▶ INSTRUCTIONS TO FOLLOW
Return the records below exactly, leaving nothing out.

Data excerpts
Start of Block

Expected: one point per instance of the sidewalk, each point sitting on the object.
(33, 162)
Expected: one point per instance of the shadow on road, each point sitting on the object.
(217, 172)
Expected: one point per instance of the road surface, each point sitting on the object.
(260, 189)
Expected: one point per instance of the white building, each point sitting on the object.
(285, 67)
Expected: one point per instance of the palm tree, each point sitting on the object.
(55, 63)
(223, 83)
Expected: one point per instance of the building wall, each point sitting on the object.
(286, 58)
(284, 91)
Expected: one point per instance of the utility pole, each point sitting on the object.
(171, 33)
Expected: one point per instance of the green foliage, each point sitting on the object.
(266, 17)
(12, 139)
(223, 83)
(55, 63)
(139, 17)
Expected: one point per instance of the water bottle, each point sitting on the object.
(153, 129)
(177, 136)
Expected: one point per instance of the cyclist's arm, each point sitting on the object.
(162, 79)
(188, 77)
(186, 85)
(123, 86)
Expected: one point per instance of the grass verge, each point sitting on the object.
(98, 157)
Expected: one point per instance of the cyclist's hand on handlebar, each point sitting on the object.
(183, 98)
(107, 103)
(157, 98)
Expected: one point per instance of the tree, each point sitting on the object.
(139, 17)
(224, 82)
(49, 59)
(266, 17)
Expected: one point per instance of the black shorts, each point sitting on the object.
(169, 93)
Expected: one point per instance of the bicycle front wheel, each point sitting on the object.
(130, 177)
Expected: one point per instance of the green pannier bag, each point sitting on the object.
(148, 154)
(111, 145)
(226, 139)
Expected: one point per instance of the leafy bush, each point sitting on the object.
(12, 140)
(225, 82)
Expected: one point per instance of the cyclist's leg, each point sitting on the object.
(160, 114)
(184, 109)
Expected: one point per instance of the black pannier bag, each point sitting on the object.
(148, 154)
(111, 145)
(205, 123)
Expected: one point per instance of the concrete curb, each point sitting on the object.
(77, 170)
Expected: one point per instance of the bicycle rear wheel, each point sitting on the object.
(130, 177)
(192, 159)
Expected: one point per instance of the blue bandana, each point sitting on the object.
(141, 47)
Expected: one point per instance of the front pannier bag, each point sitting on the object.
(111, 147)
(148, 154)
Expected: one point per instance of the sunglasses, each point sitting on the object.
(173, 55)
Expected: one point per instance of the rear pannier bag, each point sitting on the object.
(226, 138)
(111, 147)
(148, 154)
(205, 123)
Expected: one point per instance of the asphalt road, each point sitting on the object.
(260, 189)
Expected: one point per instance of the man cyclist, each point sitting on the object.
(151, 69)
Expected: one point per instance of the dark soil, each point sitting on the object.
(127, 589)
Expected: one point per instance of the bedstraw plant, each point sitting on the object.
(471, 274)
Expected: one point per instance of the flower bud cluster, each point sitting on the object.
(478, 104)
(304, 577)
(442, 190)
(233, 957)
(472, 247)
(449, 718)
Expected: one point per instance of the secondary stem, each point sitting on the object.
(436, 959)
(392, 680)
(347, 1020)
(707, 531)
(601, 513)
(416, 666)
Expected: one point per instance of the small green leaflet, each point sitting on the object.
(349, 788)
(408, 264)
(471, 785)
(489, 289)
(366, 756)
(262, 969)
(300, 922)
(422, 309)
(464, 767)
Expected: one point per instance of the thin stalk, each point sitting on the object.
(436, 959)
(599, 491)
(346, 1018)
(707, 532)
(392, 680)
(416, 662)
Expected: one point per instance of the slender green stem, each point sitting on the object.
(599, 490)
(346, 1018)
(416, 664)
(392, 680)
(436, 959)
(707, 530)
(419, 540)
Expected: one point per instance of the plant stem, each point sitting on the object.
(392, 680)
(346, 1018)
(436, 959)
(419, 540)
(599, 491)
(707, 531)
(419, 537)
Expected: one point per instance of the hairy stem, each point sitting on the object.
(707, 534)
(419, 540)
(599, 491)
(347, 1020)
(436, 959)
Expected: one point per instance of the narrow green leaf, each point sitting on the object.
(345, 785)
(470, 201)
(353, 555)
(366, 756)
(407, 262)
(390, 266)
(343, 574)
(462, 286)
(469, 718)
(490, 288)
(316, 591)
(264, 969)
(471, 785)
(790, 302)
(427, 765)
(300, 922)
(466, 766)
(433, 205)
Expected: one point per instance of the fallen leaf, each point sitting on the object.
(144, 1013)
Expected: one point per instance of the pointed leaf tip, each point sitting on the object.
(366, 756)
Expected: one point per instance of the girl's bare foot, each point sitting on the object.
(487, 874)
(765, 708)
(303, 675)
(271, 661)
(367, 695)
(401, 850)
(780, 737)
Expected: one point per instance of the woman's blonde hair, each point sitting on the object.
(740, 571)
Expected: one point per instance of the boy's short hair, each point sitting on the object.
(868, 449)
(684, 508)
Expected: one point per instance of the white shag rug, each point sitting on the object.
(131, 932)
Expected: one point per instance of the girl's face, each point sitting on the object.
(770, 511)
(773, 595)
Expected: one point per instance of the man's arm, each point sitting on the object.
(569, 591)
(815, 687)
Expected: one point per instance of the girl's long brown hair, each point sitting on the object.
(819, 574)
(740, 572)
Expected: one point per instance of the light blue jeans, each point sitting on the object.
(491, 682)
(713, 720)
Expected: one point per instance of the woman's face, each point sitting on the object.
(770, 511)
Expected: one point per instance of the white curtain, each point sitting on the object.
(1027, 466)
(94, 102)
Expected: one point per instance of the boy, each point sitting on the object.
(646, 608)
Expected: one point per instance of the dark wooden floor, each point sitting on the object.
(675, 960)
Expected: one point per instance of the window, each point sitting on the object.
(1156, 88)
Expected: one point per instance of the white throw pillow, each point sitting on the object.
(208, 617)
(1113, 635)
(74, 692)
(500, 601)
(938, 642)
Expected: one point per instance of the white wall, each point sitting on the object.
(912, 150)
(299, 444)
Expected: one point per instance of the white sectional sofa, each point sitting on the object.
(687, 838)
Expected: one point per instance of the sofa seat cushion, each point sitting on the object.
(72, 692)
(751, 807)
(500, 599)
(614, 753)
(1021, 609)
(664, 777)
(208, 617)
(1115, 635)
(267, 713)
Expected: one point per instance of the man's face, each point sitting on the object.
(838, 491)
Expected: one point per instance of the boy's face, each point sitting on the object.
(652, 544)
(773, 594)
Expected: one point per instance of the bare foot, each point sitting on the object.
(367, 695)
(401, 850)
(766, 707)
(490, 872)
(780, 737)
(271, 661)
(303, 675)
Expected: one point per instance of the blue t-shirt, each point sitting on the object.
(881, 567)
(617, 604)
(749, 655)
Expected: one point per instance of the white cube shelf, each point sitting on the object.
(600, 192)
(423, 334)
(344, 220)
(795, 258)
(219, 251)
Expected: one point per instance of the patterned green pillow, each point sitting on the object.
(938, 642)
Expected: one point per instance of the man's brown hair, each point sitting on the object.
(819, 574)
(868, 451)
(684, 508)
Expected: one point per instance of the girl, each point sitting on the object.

End of Block

▶ RESPONSE
Expected: one point per instance of the sidewalk, each point sitting on the object.
(33, 162)
Expected: one point per instance of the shadow on road, each point sitting on the object.
(217, 172)
Expected: one point per instance of the road surface, each point sitting on the object.
(260, 189)
Expected: one point per instance of the white building, each point sitting on the object.
(285, 67)
Expected: one point per instance of the palm tree, each point sitting on the object.
(55, 63)
(223, 83)
Expected: one point per instance of the building wall, each point sitting on the object.
(286, 58)
(284, 91)
Expected: one point per instance of the utility pole, each point sitting on the object.
(171, 33)
Expected: one point per instance of the green foliage, each point sitting on the object.
(266, 17)
(12, 139)
(223, 83)
(55, 63)
(139, 17)
Expected: one point per instance of the water bottle, each point sitting on the object.
(153, 129)
(177, 136)
Expected: one point per instance of the cyclist's arm, each point sitting on the object.
(162, 79)
(188, 77)
(186, 85)
(123, 86)
Expected: one point per instance of the grass verge, each point sitting on the object.
(98, 157)
Expected: one point per instance of the cyclist's hand on handlebar, each point sitting on the object.
(183, 98)
(107, 103)
(157, 98)
Expected: one point per instance of the tree, each point sitting on the object.
(139, 17)
(224, 82)
(49, 59)
(266, 17)
Expected: one point per instance of the black shorts, each point sitting on the object.
(169, 93)
Expected: one point per instance of the bicycle front wheel, each point sitting on the object.
(130, 177)
Expected: one point per instance of the green pannier bag, each point sitting on the object.
(148, 154)
(111, 145)
(226, 139)
Expected: one point per instance of the leafy bush, each point sitting on the object.
(12, 140)
(225, 82)
Expected: one point per instance of the cyclist's leg, each point sitting on the object.
(160, 114)
(184, 109)
Expected: one point per instance of the black pannier bag, each point sitting on the object.
(148, 154)
(111, 145)
(205, 123)
Expected: one point per instance of the concrete curb, each point sitting on the object.
(77, 170)
Expected: one point per instance of the bicycle rear wheel, each point sitting on the object.
(130, 177)
(192, 159)
Expected: one point per instance of the blue bandana, each point sitting on the object.
(141, 47)
Expected: one point per instance of the front pannier bag, each point sitting on the object.
(111, 147)
(148, 154)
Expected: one point per instance of the sunglasses, each point sitting on the object.
(173, 55)
Expected: one point per instance of the rear pannier bag, each point sitting on the object.
(226, 138)
(111, 147)
(148, 154)
(205, 123)
Expected: one point per instance of the asphalt road, each point sitting on the object.
(260, 189)
Expected: one point per instance of the man cyclist, each point sitting on the object.
(151, 69)
Expected: one point per instance of the dark soil, each point sitting on the object.
(127, 589)
Expected: one point per instance of the bedstraw plant, each point sitting on the object.
(471, 274)
Expected: one point per instance of the flower bud cluster, each point sitting on the object.
(478, 104)
(304, 577)
(442, 190)
(233, 957)
(472, 247)
(449, 718)
Expected: one point per instance of the secondary stem, each point sitting on the object.
(436, 959)
(392, 680)
(347, 1020)
(707, 531)
(601, 513)
(416, 666)
Expected: one point per instance of the small green leaflet, each point sitting on the object.
(349, 788)
(408, 264)
(471, 785)
(489, 289)
(366, 756)
(262, 969)
(300, 922)
(422, 309)
(464, 767)
Expected: one point per instance of the thin stalk, each point sitting on the object.
(436, 959)
(599, 491)
(346, 1018)
(707, 532)
(392, 680)
(416, 662)
Expected: one point per instance of the slender green stem, each point sitting on the object.
(599, 490)
(346, 1018)
(416, 664)
(392, 680)
(436, 959)
(707, 530)
(419, 540)
Expected: one point per instance of the plant stem, each point sitting on the object.
(392, 680)
(346, 1018)
(436, 959)
(419, 540)
(599, 491)
(707, 531)
(419, 537)
Expected: one point per instance of the hairy stem, each point sitting on the object.
(707, 534)
(419, 540)
(599, 491)
(347, 1020)
(436, 959)
Expected: one point per instance of the narrow green leaf, each point sitting on the object.
(345, 785)
(470, 201)
(353, 555)
(366, 756)
(407, 262)
(390, 266)
(343, 574)
(462, 286)
(469, 718)
(490, 288)
(316, 591)
(264, 969)
(471, 785)
(790, 302)
(427, 765)
(300, 922)
(466, 766)
(433, 205)
Expected: one point per instance of the fallen leaf, each point sitting on the object.
(144, 1013)
Expected: one point per instance of the pointed leaf tip, each point sitting on the object.
(366, 756)
Expected: one point per instance of the girl's bare foot, each point sitting on the object.
(487, 874)
(765, 708)
(303, 675)
(271, 661)
(367, 695)
(401, 850)
(780, 737)
Expected: one point per instance of the woman's blonde hair, each point sitting on the object.
(740, 571)
Expected: one point per instance of the boy's short hair, each point sitting on the object.
(868, 449)
(684, 508)
Expected: one point per instance of the white shag rug, each point sitting on the object.
(131, 932)
Expected: one point per instance of the girl's face, each point sitting on the object.
(770, 511)
(773, 595)
Expected: one point per instance of the man's arm, each point sitting on the object.
(569, 591)
(815, 687)
Expected: one point per instance of the girl's long brown hair, each point sitting on the object.
(819, 574)
(740, 572)
Expected: one point per instance of the light blue jeans, each point sitting on the object.
(491, 682)
(713, 720)
Expected: one point per instance of the woman's face, each point sitting on the object.
(770, 511)
Expected: one point per instance of the white curtain, each point sitting on the object.
(1027, 466)
(94, 102)
Expected: one point per instance of the boy, each point sitting on the object.
(646, 608)
Expected: one point per instance of the dark wooden floor, each point sitting on the object.
(675, 960)
Expected: one point per instance of the window, each point sitting on the object.
(1156, 88)
Expected: one point per instance of the white throw pillow, each point sitting on the object.
(208, 617)
(1113, 635)
(74, 692)
(500, 601)
(938, 642)
Expected: one point per instance of the white wall, each point sitting on the object.
(912, 150)
(299, 444)
Expected: one point per instance of the white sectional sofa, each point sitting on the object.
(687, 838)
Expected: one point per instance of the sofa seat cushion, each point sitting on the object.
(72, 692)
(751, 807)
(500, 599)
(614, 753)
(1021, 609)
(664, 777)
(208, 617)
(1115, 635)
(267, 713)
Expected: one point per instance of the man's face, each point sitting on the object.
(838, 491)
Expected: one point per instance of the boy's face, each point sitting on the object.
(652, 544)
(773, 594)
Expected: one point per instance of the bare foot, each point sitting on the object.
(367, 695)
(401, 850)
(766, 707)
(490, 872)
(780, 737)
(271, 661)
(303, 675)
Expected: one point per instance of the blue t-shirt, each point sitting on the object.
(881, 567)
(617, 604)
(749, 655)
Expected: one point per instance of the white cube shelf, each point sitting on the object.
(600, 192)
(423, 334)
(344, 220)
(795, 258)
(219, 251)
Expected: one point per instance of the patterned green pillow, each point sitting on the object.
(938, 642)
Expected: one point per instance of the man's brown hair, each point sitting on the object.
(819, 574)
(868, 451)
(684, 508)
Expected: one point per instance of the girl, each point sitting on the object.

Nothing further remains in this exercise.